[START OF Data supplied]

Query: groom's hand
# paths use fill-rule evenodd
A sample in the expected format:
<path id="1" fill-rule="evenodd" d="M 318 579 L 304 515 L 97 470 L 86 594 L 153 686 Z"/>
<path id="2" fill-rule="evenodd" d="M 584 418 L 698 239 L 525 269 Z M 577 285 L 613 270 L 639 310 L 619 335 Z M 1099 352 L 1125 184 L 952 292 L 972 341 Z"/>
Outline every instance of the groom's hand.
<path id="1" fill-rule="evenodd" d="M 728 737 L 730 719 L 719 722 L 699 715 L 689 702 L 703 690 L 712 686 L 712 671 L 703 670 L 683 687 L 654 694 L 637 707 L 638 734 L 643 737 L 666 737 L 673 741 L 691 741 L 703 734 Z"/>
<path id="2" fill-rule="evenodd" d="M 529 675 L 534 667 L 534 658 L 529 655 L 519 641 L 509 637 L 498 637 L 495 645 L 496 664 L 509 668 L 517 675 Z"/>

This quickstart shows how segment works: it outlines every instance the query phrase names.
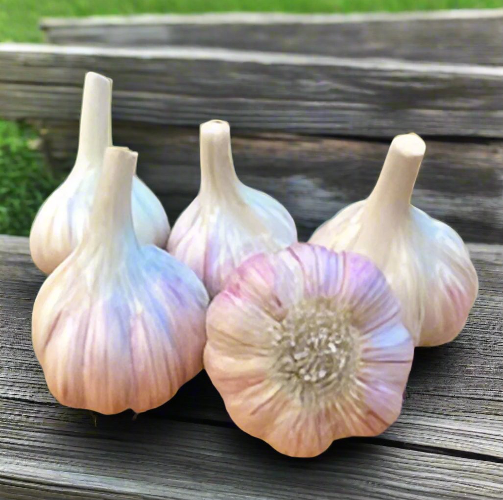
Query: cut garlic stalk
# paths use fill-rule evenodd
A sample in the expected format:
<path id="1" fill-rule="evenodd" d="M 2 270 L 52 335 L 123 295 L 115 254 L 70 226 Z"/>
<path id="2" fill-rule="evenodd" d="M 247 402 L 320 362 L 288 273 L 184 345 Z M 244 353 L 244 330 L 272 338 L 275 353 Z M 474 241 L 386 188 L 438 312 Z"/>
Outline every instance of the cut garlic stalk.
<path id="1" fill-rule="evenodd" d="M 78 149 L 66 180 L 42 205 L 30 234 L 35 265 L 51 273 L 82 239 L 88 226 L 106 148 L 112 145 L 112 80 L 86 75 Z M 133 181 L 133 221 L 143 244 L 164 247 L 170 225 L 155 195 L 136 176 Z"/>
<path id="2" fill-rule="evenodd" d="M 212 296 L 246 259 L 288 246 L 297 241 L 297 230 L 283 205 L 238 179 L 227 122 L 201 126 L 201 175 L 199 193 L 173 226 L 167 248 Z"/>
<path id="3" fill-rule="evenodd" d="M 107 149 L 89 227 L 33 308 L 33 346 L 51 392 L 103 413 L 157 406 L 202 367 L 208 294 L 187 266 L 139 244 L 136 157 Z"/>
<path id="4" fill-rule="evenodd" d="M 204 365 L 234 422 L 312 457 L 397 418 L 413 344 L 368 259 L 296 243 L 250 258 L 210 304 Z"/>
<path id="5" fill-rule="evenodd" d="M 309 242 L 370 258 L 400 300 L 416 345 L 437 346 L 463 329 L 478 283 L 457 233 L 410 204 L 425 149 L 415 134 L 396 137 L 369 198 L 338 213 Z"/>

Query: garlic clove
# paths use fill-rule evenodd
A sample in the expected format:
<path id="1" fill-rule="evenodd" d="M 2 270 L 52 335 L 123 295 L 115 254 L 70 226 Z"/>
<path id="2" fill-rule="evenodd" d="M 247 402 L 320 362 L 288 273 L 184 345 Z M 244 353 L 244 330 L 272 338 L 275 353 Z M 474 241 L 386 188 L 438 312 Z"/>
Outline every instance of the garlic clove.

[END OF Data supplied]

> [Stated problem]: Please retype all of the lines above without changing anything, but leave the picture out.

> [Answer]:
Query: groom's hand
# paths use fill-rule evenodd
A sample in the expected format:
<path id="1" fill-rule="evenodd" d="M 318 579 L 304 515 L 97 470 L 86 594 L 153 686 Z"/>
<path id="2" fill-rule="evenodd" d="M 584 418 L 698 239 L 525 269 Z M 577 285 L 613 270 L 639 310 L 619 335 Z M 1099 352 L 1125 184 L 952 292 L 972 341 Z"/>
Outline every instance of the groom's hand.
<path id="1" fill-rule="evenodd" d="M 728 737 L 730 719 L 719 722 L 699 715 L 689 702 L 703 690 L 712 686 L 712 671 L 703 670 L 683 687 L 654 694 L 637 707 L 638 734 L 643 737 L 666 737 L 673 741 L 691 741 L 703 734 Z"/>
<path id="2" fill-rule="evenodd" d="M 529 675 L 534 667 L 534 658 L 529 655 L 519 641 L 509 637 L 498 637 L 495 645 L 496 664 L 509 668 L 517 675 Z"/>

This quickstart shows how segment works: it outlines every instance the query phrase names.
Query: cut garlic stalk
# paths use fill-rule evenodd
A sample in the expected format:
<path id="1" fill-rule="evenodd" d="M 2 270 L 52 335 L 123 295 L 115 254 L 70 226 Z"/>
<path id="2" fill-rule="evenodd" d="M 247 402 L 320 362 L 288 273 L 184 345 Z M 244 353 L 244 330 L 272 338 L 275 353 Z M 474 241 L 386 188 L 438 312 Z"/>
Outline every instance of the cut garlic stalk.
<path id="1" fill-rule="evenodd" d="M 78 149 L 66 180 L 42 205 L 30 234 L 35 265 L 51 273 L 82 239 L 88 226 L 106 148 L 112 145 L 112 80 L 86 75 Z M 133 181 L 133 221 L 143 244 L 164 247 L 170 225 L 155 195 L 136 176 Z"/>
<path id="2" fill-rule="evenodd" d="M 212 296 L 246 259 L 288 246 L 297 241 L 297 230 L 283 205 L 238 179 L 227 122 L 201 126 L 201 175 L 199 193 L 173 226 L 167 248 Z"/>
<path id="3" fill-rule="evenodd" d="M 107 149 L 89 227 L 33 308 L 33 346 L 51 392 L 103 413 L 157 406 L 202 367 L 208 294 L 187 266 L 139 244 L 136 157 Z"/>
<path id="4" fill-rule="evenodd" d="M 204 365 L 234 422 L 312 457 L 397 418 L 413 344 L 368 259 L 296 243 L 250 258 L 210 304 Z"/>
<path id="5" fill-rule="evenodd" d="M 309 242 L 370 258 L 400 300 L 416 345 L 437 346 L 463 329 L 478 283 L 457 233 L 410 204 L 425 149 L 415 134 L 396 137 L 369 198 L 338 213 Z"/>

Query: garlic clove
# paths use fill-rule evenodd
A sample in the expected format:
<path id="1" fill-rule="evenodd" d="M 2 270 L 52 335 L 123 295 L 115 254 L 70 226 Z"/>
<path id="2" fill-rule="evenodd" d="M 247 402 L 320 362 L 288 273 L 184 345 Z M 244 353 L 244 330 L 272 338 L 275 353 Z M 474 241 L 386 188 L 438 312 Z"/>
Outline every instance of the garlic clove.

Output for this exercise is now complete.